TESTO PROPOSTO:

==*==

Nei primi anni Chàvez, trovandosi con un popolo analfabeta, senza lavoro, senza servizi di prima necessità, con la sanità privata, senza casa, ovviamente nazionalizzò le imprese del petrolio e socializzò la rendita invece di darla alle multinazionali, e così questa rimane nel paese e tutto andava agli investimenti sociali.

Si svilupparono le Missioni, con grandi investimenti in case popolari, in un lavoro per tutti, per l’eliminazione dell’analfabetismo, la creazione dell’università bolivariana, l’educazione e la sanità gratuite e pubbliche, l’accesso gratuito alla medicina preventiva.

Ma poi, in un secondo momento, bisognava dare più impulso alla diversificazione economica specialmente in alcuni settori, credo, dando più forza alla socializzazione o, almeno, ad una nazionalizzazione più decisa, come nel caso del controllo bancario.

==*==

ESTRATTI DEI DATI:
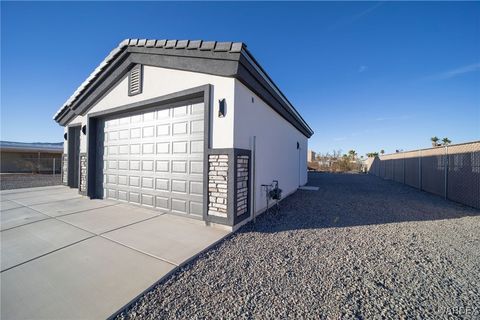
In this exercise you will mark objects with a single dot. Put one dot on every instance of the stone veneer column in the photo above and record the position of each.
(83, 173)
(65, 169)
(217, 185)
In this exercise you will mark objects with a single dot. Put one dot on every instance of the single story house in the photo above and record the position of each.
(36, 157)
(189, 127)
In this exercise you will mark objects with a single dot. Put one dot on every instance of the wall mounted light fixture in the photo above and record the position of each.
(221, 108)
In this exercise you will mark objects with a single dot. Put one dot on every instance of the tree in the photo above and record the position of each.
(352, 154)
(446, 141)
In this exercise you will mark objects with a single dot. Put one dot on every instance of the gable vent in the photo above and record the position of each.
(135, 81)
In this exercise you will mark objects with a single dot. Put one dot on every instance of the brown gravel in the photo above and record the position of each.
(360, 247)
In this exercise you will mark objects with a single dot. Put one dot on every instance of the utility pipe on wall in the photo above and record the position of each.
(252, 209)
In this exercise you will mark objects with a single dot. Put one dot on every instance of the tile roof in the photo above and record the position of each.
(216, 46)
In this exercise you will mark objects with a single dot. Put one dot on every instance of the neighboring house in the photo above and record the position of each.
(20, 157)
(188, 127)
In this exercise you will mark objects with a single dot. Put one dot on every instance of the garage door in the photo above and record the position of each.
(155, 158)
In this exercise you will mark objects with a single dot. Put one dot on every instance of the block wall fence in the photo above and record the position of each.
(452, 172)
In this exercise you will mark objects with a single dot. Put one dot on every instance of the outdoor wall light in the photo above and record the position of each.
(221, 108)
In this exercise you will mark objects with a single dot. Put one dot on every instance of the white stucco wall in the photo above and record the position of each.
(158, 82)
(277, 157)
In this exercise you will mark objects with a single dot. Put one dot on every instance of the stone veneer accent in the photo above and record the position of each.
(83, 173)
(65, 169)
(217, 184)
(242, 184)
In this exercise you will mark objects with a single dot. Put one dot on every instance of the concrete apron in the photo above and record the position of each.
(71, 257)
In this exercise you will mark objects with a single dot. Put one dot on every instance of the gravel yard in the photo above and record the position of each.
(360, 247)
(20, 180)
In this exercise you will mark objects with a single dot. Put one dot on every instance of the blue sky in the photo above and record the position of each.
(365, 75)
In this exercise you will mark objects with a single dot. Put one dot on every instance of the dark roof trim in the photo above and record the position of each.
(216, 58)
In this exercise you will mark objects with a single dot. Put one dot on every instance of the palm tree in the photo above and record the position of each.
(446, 141)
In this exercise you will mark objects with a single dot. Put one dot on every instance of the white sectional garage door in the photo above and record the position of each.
(155, 158)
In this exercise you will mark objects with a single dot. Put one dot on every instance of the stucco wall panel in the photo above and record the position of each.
(277, 156)
(160, 81)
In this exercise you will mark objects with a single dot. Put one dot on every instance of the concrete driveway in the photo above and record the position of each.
(65, 256)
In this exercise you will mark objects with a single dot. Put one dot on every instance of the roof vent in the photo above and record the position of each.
(135, 80)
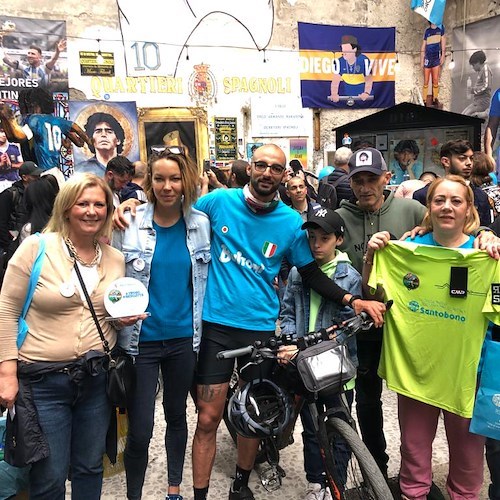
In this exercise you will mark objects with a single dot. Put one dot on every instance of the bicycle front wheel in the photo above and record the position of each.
(355, 472)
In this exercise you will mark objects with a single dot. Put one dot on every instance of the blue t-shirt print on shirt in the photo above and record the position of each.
(247, 250)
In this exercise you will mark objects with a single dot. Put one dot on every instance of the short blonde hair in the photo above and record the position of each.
(69, 195)
(472, 220)
(189, 175)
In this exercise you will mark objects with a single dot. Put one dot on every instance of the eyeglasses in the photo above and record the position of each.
(262, 166)
(165, 150)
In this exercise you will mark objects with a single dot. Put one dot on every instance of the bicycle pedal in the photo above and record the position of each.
(271, 478)
(281, 471)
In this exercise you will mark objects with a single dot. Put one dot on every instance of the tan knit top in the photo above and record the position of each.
(60, 328)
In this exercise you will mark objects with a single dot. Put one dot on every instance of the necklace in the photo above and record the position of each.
(74, 253)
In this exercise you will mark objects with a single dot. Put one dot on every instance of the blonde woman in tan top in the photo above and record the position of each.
(50, 373)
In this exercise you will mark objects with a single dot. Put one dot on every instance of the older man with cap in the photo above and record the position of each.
(372, 209)
(12, 210)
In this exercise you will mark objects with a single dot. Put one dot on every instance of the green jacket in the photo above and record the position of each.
(397, 215)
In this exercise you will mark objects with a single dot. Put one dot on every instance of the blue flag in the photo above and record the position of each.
(432, 10)
(346, 66)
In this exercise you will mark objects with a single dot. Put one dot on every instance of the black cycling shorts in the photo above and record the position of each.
(216, 338)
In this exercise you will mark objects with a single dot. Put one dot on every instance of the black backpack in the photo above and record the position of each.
(327, 192)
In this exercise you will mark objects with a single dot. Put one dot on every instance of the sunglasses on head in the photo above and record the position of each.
(262, 166)
(166, 150)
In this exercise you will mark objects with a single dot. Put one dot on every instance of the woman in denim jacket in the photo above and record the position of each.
(167, 247)
(325, 231)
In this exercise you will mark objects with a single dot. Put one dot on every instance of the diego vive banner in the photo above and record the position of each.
(347, 66)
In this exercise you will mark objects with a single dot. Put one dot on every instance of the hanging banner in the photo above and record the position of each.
(226, 147)
(32, 54)
(432, 10)
(347, 66)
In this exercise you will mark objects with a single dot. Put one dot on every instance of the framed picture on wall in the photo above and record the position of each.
(164, 127)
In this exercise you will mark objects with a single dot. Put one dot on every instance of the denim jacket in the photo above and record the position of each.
(296, 303)
(139, 240)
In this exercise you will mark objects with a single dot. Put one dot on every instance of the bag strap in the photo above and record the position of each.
(105, 343)
(35, 275)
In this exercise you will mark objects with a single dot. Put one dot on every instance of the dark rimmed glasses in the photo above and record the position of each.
(262, 166)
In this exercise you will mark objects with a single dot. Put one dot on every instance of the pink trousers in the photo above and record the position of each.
(418, 424)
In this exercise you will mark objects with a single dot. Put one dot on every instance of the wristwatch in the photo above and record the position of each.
(353, 298)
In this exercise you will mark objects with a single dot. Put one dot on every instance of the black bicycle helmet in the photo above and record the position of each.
(259, 409)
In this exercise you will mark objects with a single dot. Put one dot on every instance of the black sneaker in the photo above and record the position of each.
(435, 493)
(244, 493)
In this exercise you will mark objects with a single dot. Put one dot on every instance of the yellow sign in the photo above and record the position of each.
(90, 67)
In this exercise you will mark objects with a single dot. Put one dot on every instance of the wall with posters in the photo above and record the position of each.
(218, 66)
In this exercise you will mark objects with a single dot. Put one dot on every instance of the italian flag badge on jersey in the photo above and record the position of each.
(269, 249)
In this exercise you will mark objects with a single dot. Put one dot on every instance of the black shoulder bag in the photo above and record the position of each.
(120, 368)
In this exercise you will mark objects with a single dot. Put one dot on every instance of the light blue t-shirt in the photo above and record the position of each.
(247, 250)
(170, 290)
(48, 131)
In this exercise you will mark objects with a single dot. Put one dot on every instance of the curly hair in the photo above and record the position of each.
(472, 220)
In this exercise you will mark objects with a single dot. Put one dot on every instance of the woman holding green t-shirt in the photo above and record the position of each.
(450, 219)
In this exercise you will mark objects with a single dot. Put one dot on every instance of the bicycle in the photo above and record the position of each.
(352, 476)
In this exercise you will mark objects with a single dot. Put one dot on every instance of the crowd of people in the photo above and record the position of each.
(259, 233)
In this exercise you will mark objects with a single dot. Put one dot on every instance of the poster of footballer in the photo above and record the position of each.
(32, 54)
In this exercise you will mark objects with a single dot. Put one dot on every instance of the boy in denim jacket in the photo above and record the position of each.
(304, 311)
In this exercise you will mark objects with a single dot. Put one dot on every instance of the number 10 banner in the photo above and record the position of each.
(347, 66)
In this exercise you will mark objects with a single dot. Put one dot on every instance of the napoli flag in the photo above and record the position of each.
(432, 10)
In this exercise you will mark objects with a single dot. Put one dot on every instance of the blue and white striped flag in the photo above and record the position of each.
(432, 10)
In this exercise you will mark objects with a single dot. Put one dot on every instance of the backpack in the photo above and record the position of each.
(327, 192)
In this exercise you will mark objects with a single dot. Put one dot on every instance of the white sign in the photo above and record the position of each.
(277, 116)
(126, 297)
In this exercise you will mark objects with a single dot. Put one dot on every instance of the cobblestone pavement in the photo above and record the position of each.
(291, 459)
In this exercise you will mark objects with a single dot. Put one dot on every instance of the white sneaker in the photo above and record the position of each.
(315, 491)
(328, 495)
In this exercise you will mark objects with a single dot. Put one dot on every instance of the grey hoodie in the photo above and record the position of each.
(396, 215)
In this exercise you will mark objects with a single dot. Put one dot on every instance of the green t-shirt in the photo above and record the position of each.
(432, 341)
(315, 300)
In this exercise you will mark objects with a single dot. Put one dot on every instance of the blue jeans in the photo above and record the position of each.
(369, 402)
(493, 459)
(74, 423)
(313, 463)
(177, 362)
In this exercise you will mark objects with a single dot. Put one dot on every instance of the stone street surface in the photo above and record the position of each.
(294, 483)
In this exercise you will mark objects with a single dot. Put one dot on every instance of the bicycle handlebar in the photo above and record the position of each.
(361, 322)
(235, 353)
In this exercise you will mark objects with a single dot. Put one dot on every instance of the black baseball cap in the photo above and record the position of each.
(326, 219)
(367, 160)
(30, 168)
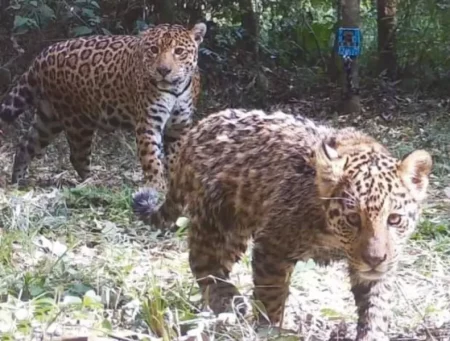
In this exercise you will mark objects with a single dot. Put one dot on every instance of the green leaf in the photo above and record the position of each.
(106, 32)
(36, 289)
(46, 14)
(87, 12)
(106, 324)
(81, 30)
(20, 21)
(94, 4)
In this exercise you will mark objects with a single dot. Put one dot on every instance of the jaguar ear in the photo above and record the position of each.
(414, 170)
(329, 167)
(198, 32)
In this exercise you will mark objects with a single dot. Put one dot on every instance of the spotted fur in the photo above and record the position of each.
(301, 190)
(148, 82)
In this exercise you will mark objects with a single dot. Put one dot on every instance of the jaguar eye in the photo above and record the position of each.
(394, 219)
(354, 219)
(179, 51)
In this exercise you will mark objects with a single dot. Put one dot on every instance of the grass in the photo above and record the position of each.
(74, 260)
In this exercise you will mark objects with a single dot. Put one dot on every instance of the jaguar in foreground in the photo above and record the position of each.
(300, 190)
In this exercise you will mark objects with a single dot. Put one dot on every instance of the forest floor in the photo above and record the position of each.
(74, 261)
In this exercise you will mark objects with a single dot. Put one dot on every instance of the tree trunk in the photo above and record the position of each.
(351, 19)
(387, 61)
(250, 23)
(166, 10)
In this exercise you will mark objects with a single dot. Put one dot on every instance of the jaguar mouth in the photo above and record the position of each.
(371, 275)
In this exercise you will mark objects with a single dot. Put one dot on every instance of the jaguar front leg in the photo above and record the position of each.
(372, 299)
(178, 125)
(149, 139)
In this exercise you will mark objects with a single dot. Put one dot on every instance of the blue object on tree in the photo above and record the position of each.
(349, 42)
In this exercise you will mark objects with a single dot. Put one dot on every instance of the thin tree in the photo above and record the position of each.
(387, 22)
(351, 19)
(250, 23)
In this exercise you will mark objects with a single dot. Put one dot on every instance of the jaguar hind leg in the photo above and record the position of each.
(212, 255)
(41, 133)
(80, 144)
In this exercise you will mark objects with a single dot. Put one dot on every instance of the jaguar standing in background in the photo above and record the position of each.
(149, 82)
(301, 190)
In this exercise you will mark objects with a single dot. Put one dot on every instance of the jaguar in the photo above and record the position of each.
(301, 190)
(149, 82)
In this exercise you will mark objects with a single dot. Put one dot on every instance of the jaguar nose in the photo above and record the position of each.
(163, 70)
(373, 259)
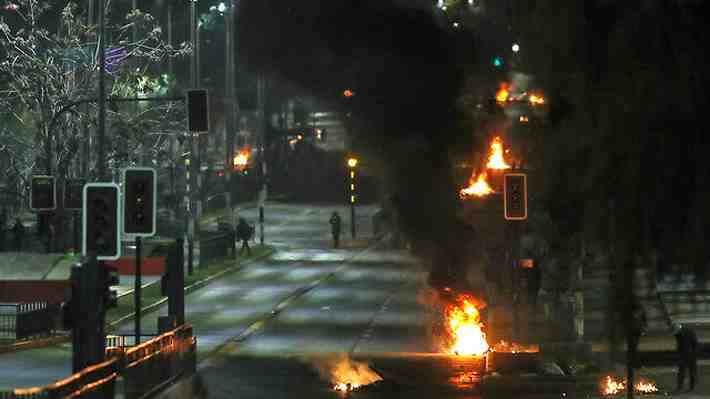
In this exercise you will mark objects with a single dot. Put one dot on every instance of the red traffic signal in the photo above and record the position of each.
(515, 196)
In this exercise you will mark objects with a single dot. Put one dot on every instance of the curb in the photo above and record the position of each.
(45, 342)
(190, 288)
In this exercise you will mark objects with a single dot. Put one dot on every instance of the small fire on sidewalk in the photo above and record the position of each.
(344, 373)
(611, 386)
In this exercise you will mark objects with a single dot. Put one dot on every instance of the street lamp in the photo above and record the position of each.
(352, 163)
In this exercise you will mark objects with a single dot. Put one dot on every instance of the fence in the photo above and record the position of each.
(686, 302)
(24, 320)
(144, 369)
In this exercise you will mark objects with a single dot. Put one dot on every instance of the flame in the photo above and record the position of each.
(536, 100)
(512, 347)
(495, 159)
(611, 386)
(241, 160)
(463, 323)
(502, 94)
(645, 386)
(477, 186)
(346, 374)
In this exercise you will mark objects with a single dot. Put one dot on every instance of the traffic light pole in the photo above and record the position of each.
(137, 291)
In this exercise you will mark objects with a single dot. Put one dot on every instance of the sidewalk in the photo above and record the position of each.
(151, 298)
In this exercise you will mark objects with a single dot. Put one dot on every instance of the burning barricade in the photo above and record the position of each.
(478, 185)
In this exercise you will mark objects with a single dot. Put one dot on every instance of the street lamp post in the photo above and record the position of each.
(232, 106)
(352, 163)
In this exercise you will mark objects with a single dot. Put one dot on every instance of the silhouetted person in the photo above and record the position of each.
(637, 327)
(534, 282)
(335, 223)
(687, 347)
(19, 234)
(244, 233)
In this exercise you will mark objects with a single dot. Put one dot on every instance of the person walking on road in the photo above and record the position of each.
(19, 234)
(335, 228)
(687, 347)
(244, 233)
(637, 328)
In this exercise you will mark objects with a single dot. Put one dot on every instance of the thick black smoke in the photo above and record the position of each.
(400, 62)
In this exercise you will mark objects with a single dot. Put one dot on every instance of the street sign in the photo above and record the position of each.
(73, 194)
(198, 120)
(515, 196)
(44, 193)
(101, 232)
(140, 201)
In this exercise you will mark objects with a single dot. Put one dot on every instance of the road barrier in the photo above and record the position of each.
(145, 369)
(684, 302)
(20, 321)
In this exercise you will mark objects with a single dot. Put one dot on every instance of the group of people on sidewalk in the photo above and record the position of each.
(687, 346)
(17, 231)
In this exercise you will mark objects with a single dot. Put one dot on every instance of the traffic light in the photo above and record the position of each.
(44, 193)
(73, 194)
(101, 229)
(108, 278)
(197, 111)
(515, 196)
(140, 187)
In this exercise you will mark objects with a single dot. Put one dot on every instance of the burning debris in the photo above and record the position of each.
(345, 374)
(241, 160)
(495, 158)
(464, 327)
(611, 386)
(512, 347)
(502, 94)
(478, 187)
(645, 386)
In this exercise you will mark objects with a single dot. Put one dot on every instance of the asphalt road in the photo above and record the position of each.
(229, 305)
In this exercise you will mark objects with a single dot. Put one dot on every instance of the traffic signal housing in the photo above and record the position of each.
(100, 220)
(515, 196)
(140, 201)
(108, 278)
(197, 111)
(43, 196)
(73, 194)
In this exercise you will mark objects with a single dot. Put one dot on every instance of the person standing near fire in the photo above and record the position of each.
(335, 223)
(244, 233)
(687, 347)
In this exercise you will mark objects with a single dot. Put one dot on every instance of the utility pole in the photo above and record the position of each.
(232, 111)
(261, 101)
(192, 168)
(101, 134)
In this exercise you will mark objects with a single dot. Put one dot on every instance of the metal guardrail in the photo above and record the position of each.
(145, 369)
(684, 302)
(19, 321)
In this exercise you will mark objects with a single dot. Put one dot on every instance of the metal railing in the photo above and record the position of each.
(20, 321)
(145, 369)
(675, 303)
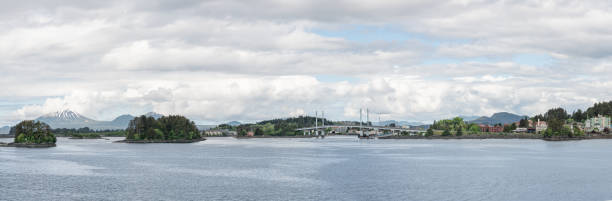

==*==

CONSEGNA: Riscrivi il passo del testo proposto da "Ma poi, in un" fino a "del controllo bancario." compreso, sostituendo "controllo bancario" con "controllo finanziario".

SOLUZIONE DELL'ESERCIZIO:
Ma poi, in un secondo momento, bisognava dare più impulso alla diversificazione economica specialmente in alcuni settori, credo, dando più forza alla socializzazione o, almeno, ad una nazionalizzazione più decisa, come nel caso del controllo finanziario.